- **Exercise tasks**:
• 1. Answer these questions using the discussion on Shar'ia law.
(a) According to the opening paragraph, the testimony of how many women equals that of one man in Shar'ia courts?
(b) Which two places does the reply addressed to Hossein give as examples where a court may not require four male witnesses to a rape?
(c) In the final comment, how do families learn the sex of the embryo?
• 2. Print the part of the discussion on Shar'ia law starting at "link to callingchristians.com" and ending at "basic Shar’ia requirement.".
• 3. Carry on the discussion on Shar'ia law from the point where it stops.

- **Text**:
..........


    There are other elements in Shar’ia Law that reflect the low status of women. Women may only inherit half of that inherited by a male sibling, and Shar’ia courts require the testimony of two women to equal that of one man. But the laws governing rape are particularly repugnant.

    • Those are Pakistani laws covering rape, not Islamic laws. Not all Islamic countries impose these types of laws.

      • “Those are Pakistani laws covering rape, not Islamic laws. Not all Islamic countries impose these types of laws.”

        I did not say all Islamic countries impose them. The laws are Islamic in origin, however. That is why Pakistan imposed them, in order to bring its legal code in line with Islam as reflected in Shar’ia law.

        • This is incorrect. Please refer to the following link:

          link to callingchristians.com

          There are other links discussing this issue, but this can be a start. In any case, orthodox Islamic theologians do not necessarily try to tie the Islamic laws to any rational discussion, because for any given time and place, there will be those, both men and women, who will disagree with their minds about aspects of Islamic law.

        • I’m afraid you are incorrect, Hossein. The link you suggested does not maintain that four male witnesses to a rape are not required. If a particular court does not require four male witnesses to the rape, such as under civil law in Turkey or as was formerly the case in Egypt, or even in the case of a particular Shar’ia court’s reading, that does not nullify the basic Shar’ia requirement.

          Neither does it contradict my statement above that if a woman cannot produce four male witnesses, she can herself be charged with adultary. I stated she “can” be charged, not she “will” be charged. In fact, women who bring a case of rape before a Shar’ia court have been charged with adultary when they could not produce four male witnesses.

  4. “here is also a growing problem of families aborting daughters once the sex of the embryo is known via ultrasound.” This is one of the most mind-bending practices. Where on earth do the families think they came from when they abort their girl embryos? Continuing like this to create essentially a uni-sex society is simply a drive towards extinction. Don’t these people even think about these issues?

..........

- **Given data**:
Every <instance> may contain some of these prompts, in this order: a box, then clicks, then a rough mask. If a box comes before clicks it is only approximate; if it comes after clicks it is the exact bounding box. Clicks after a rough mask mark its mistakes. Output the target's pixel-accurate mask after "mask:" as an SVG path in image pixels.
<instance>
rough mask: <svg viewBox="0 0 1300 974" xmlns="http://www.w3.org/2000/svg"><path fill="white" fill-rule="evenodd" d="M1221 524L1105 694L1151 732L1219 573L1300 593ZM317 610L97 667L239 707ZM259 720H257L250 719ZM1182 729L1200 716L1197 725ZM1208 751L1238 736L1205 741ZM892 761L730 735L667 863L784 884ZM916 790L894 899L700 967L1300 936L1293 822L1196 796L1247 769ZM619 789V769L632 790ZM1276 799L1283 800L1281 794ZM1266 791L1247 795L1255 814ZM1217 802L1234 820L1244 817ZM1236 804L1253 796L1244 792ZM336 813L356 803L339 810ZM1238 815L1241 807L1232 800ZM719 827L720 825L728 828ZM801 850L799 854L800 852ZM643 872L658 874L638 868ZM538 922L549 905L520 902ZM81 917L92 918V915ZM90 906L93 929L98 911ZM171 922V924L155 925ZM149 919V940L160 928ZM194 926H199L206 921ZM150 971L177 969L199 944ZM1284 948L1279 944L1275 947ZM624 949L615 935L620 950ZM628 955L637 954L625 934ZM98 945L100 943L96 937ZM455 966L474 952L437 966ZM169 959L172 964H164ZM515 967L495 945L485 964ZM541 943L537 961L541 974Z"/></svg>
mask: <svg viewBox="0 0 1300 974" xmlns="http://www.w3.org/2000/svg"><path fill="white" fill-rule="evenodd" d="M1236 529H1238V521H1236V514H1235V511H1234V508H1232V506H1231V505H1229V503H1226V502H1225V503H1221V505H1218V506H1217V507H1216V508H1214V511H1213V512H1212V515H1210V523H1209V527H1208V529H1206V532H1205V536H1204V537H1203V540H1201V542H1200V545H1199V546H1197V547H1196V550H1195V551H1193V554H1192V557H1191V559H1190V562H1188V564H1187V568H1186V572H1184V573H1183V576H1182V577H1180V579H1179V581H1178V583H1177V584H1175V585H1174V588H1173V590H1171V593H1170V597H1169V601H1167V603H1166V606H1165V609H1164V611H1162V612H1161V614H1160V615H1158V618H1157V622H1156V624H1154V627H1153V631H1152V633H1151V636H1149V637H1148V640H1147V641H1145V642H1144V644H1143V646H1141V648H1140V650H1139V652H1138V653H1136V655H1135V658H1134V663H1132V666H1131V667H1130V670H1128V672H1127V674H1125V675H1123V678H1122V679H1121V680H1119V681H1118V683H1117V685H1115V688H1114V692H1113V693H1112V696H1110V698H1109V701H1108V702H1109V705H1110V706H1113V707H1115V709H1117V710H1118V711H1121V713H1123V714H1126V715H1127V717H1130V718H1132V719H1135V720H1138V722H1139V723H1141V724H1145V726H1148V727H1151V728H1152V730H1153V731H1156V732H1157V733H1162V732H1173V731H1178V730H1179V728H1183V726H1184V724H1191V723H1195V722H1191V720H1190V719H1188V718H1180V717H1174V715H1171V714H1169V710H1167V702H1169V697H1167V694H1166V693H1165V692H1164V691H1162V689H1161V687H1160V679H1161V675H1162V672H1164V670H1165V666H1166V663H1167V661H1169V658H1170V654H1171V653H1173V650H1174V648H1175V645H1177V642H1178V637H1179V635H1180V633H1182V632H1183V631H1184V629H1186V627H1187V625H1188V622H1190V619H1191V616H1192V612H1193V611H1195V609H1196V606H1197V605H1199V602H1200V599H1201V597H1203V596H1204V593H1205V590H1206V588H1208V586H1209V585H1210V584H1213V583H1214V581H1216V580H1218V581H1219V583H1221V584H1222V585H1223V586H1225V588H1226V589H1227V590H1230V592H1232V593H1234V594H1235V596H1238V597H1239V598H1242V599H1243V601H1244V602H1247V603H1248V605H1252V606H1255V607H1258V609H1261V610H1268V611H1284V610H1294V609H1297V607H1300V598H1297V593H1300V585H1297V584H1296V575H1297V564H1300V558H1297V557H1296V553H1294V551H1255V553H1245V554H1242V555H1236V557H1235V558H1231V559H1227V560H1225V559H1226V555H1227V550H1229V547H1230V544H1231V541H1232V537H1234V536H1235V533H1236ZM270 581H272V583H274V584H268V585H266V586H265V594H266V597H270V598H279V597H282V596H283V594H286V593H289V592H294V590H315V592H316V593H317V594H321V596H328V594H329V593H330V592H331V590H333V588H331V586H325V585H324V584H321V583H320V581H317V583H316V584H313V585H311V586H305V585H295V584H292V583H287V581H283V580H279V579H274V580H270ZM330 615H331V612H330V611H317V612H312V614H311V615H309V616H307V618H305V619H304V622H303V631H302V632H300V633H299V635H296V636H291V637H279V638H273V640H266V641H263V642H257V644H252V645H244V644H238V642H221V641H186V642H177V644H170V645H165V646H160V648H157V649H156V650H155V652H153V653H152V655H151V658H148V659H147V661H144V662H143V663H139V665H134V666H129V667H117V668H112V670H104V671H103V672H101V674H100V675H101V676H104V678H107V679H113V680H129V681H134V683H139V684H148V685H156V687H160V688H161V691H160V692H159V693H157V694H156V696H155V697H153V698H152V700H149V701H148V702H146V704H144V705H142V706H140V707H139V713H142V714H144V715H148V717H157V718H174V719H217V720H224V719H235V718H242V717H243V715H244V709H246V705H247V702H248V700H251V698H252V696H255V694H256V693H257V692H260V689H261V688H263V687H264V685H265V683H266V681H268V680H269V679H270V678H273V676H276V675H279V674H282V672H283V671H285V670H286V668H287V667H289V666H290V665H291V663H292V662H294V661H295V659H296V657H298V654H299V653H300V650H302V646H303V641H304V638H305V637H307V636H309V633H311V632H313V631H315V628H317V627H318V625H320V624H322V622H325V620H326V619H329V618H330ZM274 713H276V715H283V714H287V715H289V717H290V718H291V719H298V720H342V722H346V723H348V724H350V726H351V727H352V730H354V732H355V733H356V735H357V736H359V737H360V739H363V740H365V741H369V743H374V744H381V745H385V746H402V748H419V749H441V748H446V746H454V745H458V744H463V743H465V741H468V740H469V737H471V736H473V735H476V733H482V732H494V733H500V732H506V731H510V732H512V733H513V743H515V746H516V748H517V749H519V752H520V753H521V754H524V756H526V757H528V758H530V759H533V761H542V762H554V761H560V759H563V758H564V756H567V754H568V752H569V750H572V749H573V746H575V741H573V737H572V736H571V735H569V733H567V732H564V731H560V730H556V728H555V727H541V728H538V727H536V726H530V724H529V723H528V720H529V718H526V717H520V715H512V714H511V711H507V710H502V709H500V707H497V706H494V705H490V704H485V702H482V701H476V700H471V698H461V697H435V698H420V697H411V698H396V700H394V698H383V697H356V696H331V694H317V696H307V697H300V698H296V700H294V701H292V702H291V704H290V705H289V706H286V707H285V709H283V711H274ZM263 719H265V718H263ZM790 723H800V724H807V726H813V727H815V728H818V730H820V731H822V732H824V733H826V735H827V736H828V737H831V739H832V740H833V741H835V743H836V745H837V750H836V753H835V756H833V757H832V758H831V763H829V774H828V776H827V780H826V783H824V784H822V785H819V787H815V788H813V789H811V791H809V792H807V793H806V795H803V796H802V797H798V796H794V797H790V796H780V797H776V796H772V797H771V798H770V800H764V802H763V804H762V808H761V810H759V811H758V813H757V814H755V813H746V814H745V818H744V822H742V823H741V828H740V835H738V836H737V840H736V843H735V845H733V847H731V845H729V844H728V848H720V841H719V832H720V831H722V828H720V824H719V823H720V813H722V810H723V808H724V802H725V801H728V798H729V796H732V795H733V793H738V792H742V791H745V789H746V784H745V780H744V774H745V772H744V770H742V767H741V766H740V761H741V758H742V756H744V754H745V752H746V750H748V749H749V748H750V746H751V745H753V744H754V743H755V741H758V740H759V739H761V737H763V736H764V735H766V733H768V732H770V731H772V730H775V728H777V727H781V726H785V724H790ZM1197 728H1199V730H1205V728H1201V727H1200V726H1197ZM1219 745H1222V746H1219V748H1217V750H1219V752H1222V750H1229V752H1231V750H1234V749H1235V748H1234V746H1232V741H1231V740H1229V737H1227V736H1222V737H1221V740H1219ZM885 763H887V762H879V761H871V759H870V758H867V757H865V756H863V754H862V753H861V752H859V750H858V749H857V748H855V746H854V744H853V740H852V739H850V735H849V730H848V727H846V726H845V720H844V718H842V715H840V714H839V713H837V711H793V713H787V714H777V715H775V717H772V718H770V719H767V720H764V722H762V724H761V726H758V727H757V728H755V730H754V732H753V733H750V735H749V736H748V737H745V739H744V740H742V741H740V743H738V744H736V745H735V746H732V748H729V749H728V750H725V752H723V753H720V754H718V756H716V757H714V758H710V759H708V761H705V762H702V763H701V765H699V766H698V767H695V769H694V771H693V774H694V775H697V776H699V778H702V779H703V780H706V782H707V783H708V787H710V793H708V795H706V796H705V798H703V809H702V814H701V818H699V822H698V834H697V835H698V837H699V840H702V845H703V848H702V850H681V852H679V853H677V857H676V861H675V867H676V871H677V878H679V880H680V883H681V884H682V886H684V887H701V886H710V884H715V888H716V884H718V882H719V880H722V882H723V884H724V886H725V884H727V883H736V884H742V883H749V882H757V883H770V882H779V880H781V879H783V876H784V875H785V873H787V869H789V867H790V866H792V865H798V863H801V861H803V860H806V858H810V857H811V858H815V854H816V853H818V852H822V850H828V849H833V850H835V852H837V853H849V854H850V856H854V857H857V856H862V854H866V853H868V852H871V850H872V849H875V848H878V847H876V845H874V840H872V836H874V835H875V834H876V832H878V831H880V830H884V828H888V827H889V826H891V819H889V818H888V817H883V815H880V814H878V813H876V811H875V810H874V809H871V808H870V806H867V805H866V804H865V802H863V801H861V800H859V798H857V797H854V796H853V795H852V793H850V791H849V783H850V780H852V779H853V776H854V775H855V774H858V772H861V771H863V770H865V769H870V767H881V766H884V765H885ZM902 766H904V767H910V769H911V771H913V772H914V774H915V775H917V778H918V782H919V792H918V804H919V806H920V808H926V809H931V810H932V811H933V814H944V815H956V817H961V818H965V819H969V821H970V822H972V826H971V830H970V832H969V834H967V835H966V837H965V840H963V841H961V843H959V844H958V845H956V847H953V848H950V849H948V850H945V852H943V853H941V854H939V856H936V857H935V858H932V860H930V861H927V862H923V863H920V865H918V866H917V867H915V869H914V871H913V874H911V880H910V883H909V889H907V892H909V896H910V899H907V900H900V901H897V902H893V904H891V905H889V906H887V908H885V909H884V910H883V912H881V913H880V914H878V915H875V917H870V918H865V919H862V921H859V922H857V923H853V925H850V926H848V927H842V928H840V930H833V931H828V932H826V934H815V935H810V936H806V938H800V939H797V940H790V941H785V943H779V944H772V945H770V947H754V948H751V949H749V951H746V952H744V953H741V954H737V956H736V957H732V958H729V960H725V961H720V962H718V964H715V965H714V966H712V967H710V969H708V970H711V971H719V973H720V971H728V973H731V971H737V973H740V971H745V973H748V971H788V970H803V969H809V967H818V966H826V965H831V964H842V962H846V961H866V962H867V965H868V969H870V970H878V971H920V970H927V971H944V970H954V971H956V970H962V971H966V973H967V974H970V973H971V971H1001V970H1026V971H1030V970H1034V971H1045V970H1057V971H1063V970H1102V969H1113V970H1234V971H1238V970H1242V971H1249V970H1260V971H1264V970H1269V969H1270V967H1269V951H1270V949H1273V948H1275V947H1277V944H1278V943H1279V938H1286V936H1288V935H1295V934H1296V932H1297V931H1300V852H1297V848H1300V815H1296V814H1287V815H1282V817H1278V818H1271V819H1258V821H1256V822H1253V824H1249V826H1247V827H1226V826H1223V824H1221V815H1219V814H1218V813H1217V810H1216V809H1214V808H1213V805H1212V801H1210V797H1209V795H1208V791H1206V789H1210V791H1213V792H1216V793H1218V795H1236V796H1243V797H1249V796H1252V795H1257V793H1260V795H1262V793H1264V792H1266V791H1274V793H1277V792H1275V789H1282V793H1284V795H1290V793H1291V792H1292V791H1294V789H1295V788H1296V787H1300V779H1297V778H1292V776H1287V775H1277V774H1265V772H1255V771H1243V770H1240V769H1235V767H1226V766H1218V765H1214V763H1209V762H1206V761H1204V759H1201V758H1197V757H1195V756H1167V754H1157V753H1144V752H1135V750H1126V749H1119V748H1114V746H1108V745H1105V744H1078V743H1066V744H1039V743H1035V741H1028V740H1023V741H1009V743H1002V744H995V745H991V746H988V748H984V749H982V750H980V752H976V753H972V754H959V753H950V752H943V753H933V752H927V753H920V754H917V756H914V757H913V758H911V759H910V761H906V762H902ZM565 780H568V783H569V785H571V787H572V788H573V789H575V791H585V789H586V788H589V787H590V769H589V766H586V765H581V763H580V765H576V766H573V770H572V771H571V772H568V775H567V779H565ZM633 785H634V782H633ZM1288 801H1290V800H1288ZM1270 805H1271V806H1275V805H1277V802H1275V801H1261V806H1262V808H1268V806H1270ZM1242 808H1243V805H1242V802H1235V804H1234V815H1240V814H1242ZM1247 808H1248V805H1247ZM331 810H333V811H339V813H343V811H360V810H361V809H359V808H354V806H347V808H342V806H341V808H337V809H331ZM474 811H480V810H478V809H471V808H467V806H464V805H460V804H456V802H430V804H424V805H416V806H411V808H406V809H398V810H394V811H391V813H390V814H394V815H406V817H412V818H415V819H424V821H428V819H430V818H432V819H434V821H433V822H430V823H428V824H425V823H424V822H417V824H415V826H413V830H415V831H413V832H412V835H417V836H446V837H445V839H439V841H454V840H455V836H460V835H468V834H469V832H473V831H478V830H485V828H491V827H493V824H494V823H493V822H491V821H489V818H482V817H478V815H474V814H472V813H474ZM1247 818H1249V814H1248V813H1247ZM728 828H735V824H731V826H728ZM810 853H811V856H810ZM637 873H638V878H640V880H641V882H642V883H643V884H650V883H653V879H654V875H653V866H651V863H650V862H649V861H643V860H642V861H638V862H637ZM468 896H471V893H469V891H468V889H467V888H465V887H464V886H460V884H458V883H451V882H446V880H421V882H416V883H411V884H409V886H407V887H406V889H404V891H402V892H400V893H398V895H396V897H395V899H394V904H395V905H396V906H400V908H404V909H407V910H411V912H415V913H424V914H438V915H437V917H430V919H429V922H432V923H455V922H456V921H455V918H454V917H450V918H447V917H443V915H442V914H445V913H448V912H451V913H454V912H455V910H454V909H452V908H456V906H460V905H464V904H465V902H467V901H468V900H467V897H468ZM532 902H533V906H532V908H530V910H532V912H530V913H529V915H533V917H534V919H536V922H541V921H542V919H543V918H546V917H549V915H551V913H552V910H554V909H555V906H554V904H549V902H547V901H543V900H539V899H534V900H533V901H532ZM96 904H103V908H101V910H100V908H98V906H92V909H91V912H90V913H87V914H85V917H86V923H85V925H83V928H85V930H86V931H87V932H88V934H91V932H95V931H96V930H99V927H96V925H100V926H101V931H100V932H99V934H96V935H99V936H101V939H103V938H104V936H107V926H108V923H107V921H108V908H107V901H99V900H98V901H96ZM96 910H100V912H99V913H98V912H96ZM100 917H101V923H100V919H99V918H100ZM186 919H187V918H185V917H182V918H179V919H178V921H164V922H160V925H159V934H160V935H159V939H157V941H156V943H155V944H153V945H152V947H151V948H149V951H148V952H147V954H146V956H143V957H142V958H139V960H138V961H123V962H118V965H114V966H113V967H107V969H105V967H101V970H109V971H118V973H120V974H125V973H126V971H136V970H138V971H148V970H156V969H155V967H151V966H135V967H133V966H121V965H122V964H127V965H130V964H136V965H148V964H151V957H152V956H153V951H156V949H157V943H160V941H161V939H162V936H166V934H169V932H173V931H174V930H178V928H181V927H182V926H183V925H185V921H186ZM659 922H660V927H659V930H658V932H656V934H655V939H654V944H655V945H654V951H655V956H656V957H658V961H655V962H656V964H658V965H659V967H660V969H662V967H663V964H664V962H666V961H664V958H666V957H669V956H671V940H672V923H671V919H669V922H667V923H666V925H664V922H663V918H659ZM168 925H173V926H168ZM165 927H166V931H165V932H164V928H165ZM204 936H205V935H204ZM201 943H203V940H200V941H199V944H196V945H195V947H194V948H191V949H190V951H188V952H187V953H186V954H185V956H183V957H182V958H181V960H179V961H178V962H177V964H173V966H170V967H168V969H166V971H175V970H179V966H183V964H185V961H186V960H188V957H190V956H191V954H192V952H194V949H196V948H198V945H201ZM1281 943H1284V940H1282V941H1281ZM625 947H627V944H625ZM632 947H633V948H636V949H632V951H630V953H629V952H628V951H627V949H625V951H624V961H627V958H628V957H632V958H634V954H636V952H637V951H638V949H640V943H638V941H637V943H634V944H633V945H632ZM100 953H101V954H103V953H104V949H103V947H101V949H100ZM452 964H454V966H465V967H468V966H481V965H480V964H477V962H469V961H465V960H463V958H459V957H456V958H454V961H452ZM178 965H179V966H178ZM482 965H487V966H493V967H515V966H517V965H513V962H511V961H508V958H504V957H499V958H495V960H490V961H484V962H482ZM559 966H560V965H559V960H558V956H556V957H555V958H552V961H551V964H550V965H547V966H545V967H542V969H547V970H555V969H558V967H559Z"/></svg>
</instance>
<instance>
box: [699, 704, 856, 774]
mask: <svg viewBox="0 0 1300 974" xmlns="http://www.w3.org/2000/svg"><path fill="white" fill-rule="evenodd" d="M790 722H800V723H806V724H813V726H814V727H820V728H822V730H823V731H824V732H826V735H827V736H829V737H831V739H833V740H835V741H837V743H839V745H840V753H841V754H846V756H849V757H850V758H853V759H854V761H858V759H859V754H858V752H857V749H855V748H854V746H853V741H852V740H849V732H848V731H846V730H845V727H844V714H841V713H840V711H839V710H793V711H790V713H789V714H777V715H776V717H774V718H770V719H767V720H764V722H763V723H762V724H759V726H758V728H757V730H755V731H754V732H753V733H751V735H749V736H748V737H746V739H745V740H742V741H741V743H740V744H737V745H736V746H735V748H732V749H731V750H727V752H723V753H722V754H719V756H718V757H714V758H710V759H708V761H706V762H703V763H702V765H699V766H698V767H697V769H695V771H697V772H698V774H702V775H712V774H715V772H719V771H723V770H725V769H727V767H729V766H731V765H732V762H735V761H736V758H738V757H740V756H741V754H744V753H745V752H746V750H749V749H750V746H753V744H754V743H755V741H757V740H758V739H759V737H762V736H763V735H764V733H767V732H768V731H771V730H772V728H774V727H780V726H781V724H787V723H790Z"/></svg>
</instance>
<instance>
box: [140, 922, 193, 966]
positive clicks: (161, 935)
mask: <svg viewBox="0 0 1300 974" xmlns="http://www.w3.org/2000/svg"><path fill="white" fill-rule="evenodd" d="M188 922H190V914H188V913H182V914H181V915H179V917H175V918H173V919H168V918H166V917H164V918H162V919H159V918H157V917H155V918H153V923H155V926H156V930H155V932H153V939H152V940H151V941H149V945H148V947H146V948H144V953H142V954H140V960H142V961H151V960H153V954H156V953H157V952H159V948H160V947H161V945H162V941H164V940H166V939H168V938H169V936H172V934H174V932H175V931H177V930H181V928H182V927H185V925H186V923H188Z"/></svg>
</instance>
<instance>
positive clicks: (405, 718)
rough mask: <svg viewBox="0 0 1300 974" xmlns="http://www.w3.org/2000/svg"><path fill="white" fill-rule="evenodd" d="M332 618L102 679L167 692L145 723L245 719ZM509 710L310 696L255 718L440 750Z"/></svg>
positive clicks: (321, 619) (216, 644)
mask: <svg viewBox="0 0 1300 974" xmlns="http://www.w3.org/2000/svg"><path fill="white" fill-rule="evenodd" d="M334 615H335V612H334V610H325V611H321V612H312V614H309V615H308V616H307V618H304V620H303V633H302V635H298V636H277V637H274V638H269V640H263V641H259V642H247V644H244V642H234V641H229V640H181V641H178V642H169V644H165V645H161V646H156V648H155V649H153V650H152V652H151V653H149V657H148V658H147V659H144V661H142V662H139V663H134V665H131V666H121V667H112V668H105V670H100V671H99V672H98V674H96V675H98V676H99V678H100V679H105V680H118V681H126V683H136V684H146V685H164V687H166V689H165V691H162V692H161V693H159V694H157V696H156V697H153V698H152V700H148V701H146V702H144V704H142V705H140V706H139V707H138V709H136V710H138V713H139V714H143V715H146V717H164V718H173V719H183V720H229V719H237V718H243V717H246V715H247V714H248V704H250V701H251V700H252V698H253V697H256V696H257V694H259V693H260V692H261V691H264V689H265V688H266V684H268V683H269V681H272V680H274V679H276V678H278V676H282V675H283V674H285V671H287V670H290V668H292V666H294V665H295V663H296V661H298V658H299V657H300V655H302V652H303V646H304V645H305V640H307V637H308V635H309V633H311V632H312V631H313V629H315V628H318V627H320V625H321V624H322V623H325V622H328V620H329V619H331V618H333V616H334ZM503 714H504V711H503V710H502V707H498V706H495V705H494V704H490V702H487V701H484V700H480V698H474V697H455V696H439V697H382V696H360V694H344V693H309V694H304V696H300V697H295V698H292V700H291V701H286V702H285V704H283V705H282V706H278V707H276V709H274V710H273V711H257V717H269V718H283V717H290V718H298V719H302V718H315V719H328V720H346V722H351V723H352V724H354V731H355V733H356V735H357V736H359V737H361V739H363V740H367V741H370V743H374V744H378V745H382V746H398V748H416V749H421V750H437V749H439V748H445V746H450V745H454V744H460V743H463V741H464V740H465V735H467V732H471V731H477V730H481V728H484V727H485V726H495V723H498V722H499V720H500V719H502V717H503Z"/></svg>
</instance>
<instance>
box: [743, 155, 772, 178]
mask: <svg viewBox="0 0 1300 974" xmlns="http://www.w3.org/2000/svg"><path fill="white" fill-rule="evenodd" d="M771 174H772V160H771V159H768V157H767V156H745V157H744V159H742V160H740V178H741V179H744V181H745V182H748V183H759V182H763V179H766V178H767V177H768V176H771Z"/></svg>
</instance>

..........

- **Outputs for the tasks**:
• 1.
(a) Two women.
(b) Turkey, under civil law, and Egypt, as was formerly the case.
(c) Via ultrasound.

• 2.
link to callingchristians.com

          There are other links discussing this issue, but this can be a start. In any case, orthodox Islamic theologians do not necessarily try to tie the Islamic laws to any rational discussion, because for any given time and place, there will be those, both men and women, who will disagree with their minds about aspects of Islamic law.

        • I’m afraid you are incorrect, Hossein. The link you suggested does not maintain that four male witnesses to a rape are not required. If a particular court does not require four male witnesses to the rape, such as under civil law in Turkey or as was formerly the case in Egypt, or even in the case of a particular Shar’ia court’s reading, that does not nullify the basic Shar’ia requirement.

• 3.
  5. Arundhati Roy has written and spoken copiously about the treatment of the poor and landless in the “world’s larest democracy”. People vote, but no notice is taken of their wishes. The national and regional governments make deals with corporations (Enron was a case in point, supplying vastly expensive electricity) and the forest people (with whom she shared several weeks, written about in Outlook India online) are constantly attacked and pushed aside when mines and dams are planned despite big campaigns against them. The attitude to women (remember all the stories of burning “accidents” to brides whose financial contibution was not enough for grasping inlaws) needs to vastly change.

  6. “Rape is always about power.” Yes, but…

    Power for what purpose? Evolutionary psychologists would say that rape concerns power for reproductive success. Of course, that does not mean that the perpetrators are aware of this.

    • Rape is the exercise of violence over another person, from the imposition of one’s will and desire over something else, and over controlling something that the other person believes is theirs alone. That alone could explain the rush that a rapist would get

    • Would you please spare us with Biologisms, as I´m just sick of them by now… and as they don´t explain anything they claim to “explain”?
      Rape in the context of primitive patriarch societies that don´t acknowledge women as human beings is about humiliation of the men that “own” the raped woman. This woman had a male companion on her ride to death, as had the woman I mentioned in my post above (brother/fiance).

      When you read about rape as a war crime, you´ll find quite often that the perpetrator forces the husband to watch his wife being raped before he´s getting killed.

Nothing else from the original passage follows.